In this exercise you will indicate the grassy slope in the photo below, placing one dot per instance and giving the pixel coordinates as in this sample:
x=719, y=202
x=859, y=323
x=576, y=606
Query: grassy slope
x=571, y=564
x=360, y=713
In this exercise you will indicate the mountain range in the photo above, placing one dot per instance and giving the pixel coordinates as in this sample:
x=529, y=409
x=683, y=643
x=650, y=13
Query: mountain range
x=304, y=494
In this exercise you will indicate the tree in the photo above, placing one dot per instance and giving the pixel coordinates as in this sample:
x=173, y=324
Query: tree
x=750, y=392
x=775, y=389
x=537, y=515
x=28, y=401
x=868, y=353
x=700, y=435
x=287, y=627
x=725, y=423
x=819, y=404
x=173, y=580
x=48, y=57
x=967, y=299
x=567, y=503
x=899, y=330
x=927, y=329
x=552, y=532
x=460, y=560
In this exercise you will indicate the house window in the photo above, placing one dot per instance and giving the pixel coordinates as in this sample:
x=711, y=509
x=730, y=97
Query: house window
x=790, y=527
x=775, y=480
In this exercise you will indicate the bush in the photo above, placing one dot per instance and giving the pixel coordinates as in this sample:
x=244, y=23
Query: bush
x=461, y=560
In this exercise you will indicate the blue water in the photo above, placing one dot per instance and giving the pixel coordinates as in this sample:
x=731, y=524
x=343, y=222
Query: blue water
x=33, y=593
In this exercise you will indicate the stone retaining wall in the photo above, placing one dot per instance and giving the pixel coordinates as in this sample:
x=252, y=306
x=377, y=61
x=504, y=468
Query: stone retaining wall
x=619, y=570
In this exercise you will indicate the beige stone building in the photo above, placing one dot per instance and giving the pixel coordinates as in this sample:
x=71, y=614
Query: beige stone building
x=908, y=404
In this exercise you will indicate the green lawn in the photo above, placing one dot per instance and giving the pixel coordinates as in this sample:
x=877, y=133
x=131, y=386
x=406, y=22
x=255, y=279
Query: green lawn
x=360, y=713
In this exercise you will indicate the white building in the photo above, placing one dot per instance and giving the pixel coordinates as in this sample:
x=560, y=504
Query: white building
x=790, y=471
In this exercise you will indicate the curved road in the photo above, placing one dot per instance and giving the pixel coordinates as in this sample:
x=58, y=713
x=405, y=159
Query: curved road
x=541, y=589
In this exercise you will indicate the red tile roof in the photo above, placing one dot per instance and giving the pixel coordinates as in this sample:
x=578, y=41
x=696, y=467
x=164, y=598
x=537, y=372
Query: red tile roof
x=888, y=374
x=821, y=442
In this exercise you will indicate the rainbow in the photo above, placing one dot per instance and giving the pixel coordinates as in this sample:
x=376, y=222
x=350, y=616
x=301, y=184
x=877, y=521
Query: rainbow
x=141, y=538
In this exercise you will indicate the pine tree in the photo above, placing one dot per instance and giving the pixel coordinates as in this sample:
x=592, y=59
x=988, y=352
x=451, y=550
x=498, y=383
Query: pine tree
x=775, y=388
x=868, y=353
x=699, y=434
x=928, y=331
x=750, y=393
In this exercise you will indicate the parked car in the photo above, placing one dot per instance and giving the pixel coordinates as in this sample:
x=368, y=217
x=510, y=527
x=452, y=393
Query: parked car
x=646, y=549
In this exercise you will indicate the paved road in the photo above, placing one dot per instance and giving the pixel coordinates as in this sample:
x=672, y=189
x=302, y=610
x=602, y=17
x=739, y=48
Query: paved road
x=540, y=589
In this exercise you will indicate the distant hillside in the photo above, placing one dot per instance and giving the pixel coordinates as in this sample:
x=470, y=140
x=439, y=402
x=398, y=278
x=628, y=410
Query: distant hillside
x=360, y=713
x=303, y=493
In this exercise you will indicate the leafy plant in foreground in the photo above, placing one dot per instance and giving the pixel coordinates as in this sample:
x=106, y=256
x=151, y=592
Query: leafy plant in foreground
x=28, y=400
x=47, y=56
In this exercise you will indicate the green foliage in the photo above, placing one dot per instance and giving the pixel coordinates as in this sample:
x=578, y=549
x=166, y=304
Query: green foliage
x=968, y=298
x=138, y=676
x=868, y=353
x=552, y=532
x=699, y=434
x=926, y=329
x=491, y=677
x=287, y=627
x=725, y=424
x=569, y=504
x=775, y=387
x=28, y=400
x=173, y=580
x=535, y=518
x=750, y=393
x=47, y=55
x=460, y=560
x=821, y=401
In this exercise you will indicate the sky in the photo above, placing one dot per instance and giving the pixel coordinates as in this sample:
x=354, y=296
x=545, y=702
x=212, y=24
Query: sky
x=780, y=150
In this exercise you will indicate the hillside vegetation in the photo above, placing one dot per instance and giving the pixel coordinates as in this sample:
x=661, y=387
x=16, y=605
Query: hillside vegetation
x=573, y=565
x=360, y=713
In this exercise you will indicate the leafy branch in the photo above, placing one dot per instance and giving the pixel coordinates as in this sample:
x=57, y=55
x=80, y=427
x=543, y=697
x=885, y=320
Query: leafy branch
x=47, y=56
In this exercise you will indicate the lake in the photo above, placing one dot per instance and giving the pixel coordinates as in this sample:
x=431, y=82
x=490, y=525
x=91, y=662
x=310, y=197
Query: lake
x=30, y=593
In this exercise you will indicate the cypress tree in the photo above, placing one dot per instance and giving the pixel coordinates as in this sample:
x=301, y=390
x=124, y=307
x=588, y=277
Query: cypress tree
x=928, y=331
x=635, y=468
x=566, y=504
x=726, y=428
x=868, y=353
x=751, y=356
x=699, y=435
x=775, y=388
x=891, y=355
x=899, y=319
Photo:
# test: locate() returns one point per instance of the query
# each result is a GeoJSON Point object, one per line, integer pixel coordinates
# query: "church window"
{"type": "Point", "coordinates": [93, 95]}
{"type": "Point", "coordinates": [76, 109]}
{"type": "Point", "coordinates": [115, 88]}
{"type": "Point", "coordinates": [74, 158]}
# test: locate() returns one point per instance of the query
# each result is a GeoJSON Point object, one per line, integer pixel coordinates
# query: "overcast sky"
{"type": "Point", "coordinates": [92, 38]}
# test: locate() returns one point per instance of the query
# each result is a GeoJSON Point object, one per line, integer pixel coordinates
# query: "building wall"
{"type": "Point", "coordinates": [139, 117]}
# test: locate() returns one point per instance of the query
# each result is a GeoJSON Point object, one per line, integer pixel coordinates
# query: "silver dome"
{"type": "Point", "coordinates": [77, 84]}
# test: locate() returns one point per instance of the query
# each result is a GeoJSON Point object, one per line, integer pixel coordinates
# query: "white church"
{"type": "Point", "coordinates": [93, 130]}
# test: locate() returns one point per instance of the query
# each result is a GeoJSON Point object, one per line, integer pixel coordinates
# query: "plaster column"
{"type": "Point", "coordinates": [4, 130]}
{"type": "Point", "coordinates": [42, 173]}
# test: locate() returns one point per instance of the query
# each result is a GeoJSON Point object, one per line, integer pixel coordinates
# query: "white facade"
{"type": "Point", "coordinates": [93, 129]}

[Instruction] Retype all of the data above line for line, keeping every character unchanged.

[The reply]
In this exercise you will indicate the grassy slope in the photo below, placing one dot per instance and giving the pixel coordinates as in this sample:
x=719, y=202
x=859, y=323
x=576, y=606
Query: grassy slope
x=571, y=564
x=360, y=713
In this exercise you will indicate the mountain range in the photo above, placing one dot per instance and giving the pixel coordinates as in this sample:
x=529, y=409
x=683, y=643
x=650, y=13
Query: mountain range
x=304, y=494
In this exercise you will indicate the tree in the photo above, placing one dot per instance and giving the pixel coordinates as in this sample:
x=173, y=324
Query: tree
x=750, y=392
x=775, y=389
x=537, y=515
x=28, y=401
x=868, y=353
x=700, y=435
x=287, y=627
x=725, y=423
x=819, y=404
x=173, y=580
x=48, y=57
x=967, y=299
x=567, y=503
x=899, y=330
x=927, y=329
x=552, y=532
x=460, y=560
In this exercise you will indicate the house window in the photo above, placing one dot per instance and giving the pixel coordinates as in this sample:
x=711, y=509
x=730, y=97
Query: house window
x=790, y=527
x=775, y=480
In this exercise you will indicate the bush in the photo above, placing one dot per instance and giving the pixel coordinates as in this sample:
x=244, y=23
Query: bush
x=461, y=560
In this exercise you will indicate the blue water in the photo above, placing one dot per instance and giving the pixel coordinates as in this sample:
x=731, y=524
x=343, y=222
Query: blue water
x=33, y=593
In this exercise you will indicate the stone retaining wall in the photo above, placing one dot per instance and giving the pixel coordinates as in this sample:
x=252, y=306
x=377, y=61
x=504, y=468
Query: stone retaining wall
x=619, y=570
In this exercise you will indicate the beige stone building in the photo above, placing one dot per instance and giving the pixel coordinates as in this sample:
x=71, y=614
Query: beige stone building
x=908, y=404
In this exercise you will indicate the green lawn in the photo above, placing one dot per instance and giving the pixel coordinates as in this sample:
x=877, y=133
x=131, y=386
x=406, y=22
x=255, y=279
Query: green lawn
x=360, y=713
In this exercise you will indicate the white building in the photo above, placing one dot per instance and giving the pixel coordinates as in this sample:
x=560, y=504
Query: white building
x=790, y=471
In this exercise you will indicate the curved road in the photo above, placing one dot per instance and giving the pixel coordinates as in this sample:
x=58, y=713
x=405, y=159
Query: curved road
x=541, y=589
In this exercise you will indicate the red tile roof in the photo above, placing one dot per instance and giving the pixel coordinates as in this sample:
x=578, y=41
x=696, y=467
x=164, y=598
x=537, y=372
Query: red tile roof
x=888, y=374
x=821, y=442
In this exercise you will indicate the rainbow in the photo above, placing one dot per instance and giving the pixel coordinates as in this sample:
x=376, y=222
x=350, y=616
x=301, y=184
x=877, y=521
Query: rainbow
x=141, y=538
In this exercise you will indicate the pine tree in the photo above, placing one dot per instance and giving the pixel coordinates as in this sample:
x=592, y=59
x=988, y=352
x=451, y=550
x=498, y=383
Query: pine tree
x=775, y=388
x=868, y=353
x=699, y=434
x=928, y=331
x=750, y=393
In this exercise you will indicate the parked car in the photo above, placing one dot per instance and giving the pixel coordinates as in this sample:
x=368, y=217
x=510, y=527
x=452, y=393
Query: parked car
x=646, y=549
In this exercise you will indicate the paved road in the photo above, placing one dot per instance and giving the pixel coordinates as in this sample:
x=672, y=189
x=302, y=610
x=602, y=17
x=739, y=48
Query: paved road
x=540, y=589
In this exercise you will indicate the distant hillside in the photo above, placing one dot per instance and giving the pixel coordinates as in this sample:
x=470, y=140
x=439, y=402
x=398, y=278
x=628, y=410
Query: distant hillside
x=360, y=713
x=303, y=493
In this exercise you will indicate the leafy plant in foreground in the photo above, placing one dot per instance and giving the pixel coordinates as in this sample:
x=106, y=256
x=151, y=592
Query: leafy plant in foreground
x=28, y=400
x=47, y=56
In this exercise you will indicate the green foliage in the photo above, placing one dot per instance and giving the pixel coordinates as in this sample:
x=578, y=549
x=166, y=304
Query: green foliage
x=968, y=298
x=138, y=676
x=868, y=353
x=552, y=532
x=699, y=434
x=926, y=329
x=491, y=677
x=287, y=627
x=725, y=424
x=569, y=504
x=775, y=387
x=28, y=400
x=173, y=580
x=535, y=518
x=750, y=393
x=47, y=55
x=460, y=560
x=821, y=401
In this exercise you will indicate the sky in the photo above, placing one dot per instance and giving the pixel coordinates as in this sample:
x=354, y=296
x=545, y=702
x=212, y=24
Query: sky
x=780, y=150
In this exercise you will indicate the hillside vegetation in the photo above, placing one dot per instance and giving the pixel coordinates as in this sample:
x=661, y=387
x=16, y=605
Query: hillside vegetation
x=573, y=565
x=360, y=713
In this exercise you will indicate the leafy branch in the photo above, placing one dot per instance and giving the pixel coordinates as in this sample:
x=57, y=55
x=80, y=427
x=543, y=697
x=885, y=320
Query: leafy branch
x=47, y=56
In this exercise you will indicate the lake in the photo above, placing one dot per instance and giving the pixel coordinates as in this sample:
x=431, y=82
x=490, y=525
x=91, y=662
x=310, y=197
Query: lake
x=30, y=593
In this exercise you will indicate the cypress tree in the photo above, placing one dot per instance and giving the pixel coordinates as in this sample:
x=301, y=390
x=124, y=307
x=588, y=277
Query: cypress tree
x=928, y=331
x=635, y=468
x=566, y=504
x=726, y=428
x=868, y=353
x=751, y=356
x=699, y=435
x=775, y=388
x=891, y=355
x=899, y=319
Photo:
# test: locate() returns one point per instance of the query
# each result is a GeoJSON Point object, one per line, integer pixel coordinates
# query: "church window"
{"type": "Point", "coordinates": [93, 95]}
{"type": "Point", "coordinates": [76, 109]}
{"type": "Point", "coordinates": [115, 88]}
{"type": "Point", "coordinates": [74, 158]}
# test: locate() returns one point per instance of the query
# each result is a GeoJSON Point object, one per line, integer pixel coordinates
# query: "overcast sky"
{"type": "Point", "coordinates": [92, 38]}
# test: locate() returns one point per instance of the query
# each result is a GeoJSON Point object, one per line, integer pixel coordinates
# query: "building wall"
{"type": "Point", "coordinates": [139, 117]}
# test: locate() returns one point per instance of the query
# each result is a GeoJSON Point object, one per line, integer pixel coordinates
# query: "silver dome"
{"type": "Point", "coordinates": [77, 84]}
# test: locate() returns one point per instance of the query
# each result is a GeoJSON Point object, one per line, integer pixel coordinates
# query: "white church"
{"type": "Point", "coordinates": [93, 130]}
# test: locate() returns one point per instance of the query
# each result is a GeoJSON Point object, one per line, integer pixel coordinates
# query: "plaster column"
{"type": "Point", "coordinates": [4, 130]}
{"type": "Point", "coordinates": [42, 173]}
# test: locate() returns one point per instance of the query
# each result is a GeoJSON Point object, one per line, integer pixel coordinates
# query: "white facade"
{"type": "Point", "coordinates": [93, 129]}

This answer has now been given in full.